▶ **WORK TO COMPLETE**:
1. Copy the article on SaaS investment factors from "When there is" up to and including "slowed down since).".
2. In the article on SaaS investment factors, which firm is Yannick Oswald a partner at?

▶ **EXERCISE TEXT**:
════

Six Factors To Consider Before Investing In SaaS

Yannick Oswald, partner at Mangrove Capital Partners (Photo © Silicon Luxembourg)

SaaS companies have been an investor favourite since they first flooded the market in the early 2000s. However, not all companies are created equal and there are many factors worth considering before investing in a SaaS company. Yannick Oswald, early-stage VC and partner at Mangrove Capital Partners, shares the six investment factors he considers before making an investment. 

  1. The Market Pull 

Before investing in a business, whether it be an enterprise or SME, one has to consider not only if there is a market pull but also how strong it is. “Growing a business to a couple of million revenue is not that hard, but finding a business that can sustain growth over time without throwing loads of money behind it, is a lot harder,” says Yannick.

When there is a real market pull and a company’s product taps into that, then selling the solution will almost, but only almost, go by itself. A related question an investor should always ask themselves is whether the market pull is sustainable and not just caused by contextual factors (e.g., video call platforms saw insane growth during Covid-19 but have slowed down since).

  1. The Onboarding Process

Crucial to the growth potential of a SaaS company is its onboarding process. If the market pull is a combination of the urgency and scale of the problem a company is trying to solve, then the onboarding process is the vehicle which can strengthen the market pull.

════

▶ **INFORMATION PROVIDED**:
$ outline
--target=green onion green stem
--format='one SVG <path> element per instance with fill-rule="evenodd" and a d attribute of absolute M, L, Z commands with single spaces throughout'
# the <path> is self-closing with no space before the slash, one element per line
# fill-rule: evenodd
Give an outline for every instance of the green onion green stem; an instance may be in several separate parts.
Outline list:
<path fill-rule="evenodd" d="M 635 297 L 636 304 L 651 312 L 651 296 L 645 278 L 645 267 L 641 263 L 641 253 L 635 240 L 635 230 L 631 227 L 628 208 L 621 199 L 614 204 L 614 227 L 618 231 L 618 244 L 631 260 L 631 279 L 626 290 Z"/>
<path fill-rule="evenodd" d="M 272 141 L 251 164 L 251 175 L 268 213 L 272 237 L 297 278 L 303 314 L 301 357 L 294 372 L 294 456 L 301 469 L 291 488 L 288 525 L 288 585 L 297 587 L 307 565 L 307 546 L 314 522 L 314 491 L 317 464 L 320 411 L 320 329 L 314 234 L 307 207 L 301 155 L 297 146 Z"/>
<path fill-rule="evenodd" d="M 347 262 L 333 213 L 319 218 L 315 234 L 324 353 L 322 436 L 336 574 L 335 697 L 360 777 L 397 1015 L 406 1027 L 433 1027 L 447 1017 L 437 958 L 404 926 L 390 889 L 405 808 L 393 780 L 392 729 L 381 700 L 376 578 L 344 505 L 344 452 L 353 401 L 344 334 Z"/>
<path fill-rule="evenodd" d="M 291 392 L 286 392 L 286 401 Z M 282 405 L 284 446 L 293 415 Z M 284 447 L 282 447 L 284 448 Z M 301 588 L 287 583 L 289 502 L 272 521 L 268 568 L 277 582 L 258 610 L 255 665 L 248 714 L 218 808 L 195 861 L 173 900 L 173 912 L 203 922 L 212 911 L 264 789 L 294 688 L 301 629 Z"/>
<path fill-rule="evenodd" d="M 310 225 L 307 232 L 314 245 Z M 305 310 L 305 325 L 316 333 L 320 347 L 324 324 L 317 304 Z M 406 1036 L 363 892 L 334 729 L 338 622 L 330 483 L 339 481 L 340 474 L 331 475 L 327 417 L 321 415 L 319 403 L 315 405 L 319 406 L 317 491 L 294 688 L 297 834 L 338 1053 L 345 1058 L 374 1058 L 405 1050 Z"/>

════

▶ **RESULTS BY TASK**:
1.
When there is a real market pull and a company’s product taps into that, then selling the solution will almost, but only almost, go by itself. A related question an investor should always ask themselves is whether the market pull is sustainable and not just caused by contextual factors (e.g., video call platforms saw insane growth during Covid-19 but have slowed down since).

2. Mangrove Capital Partners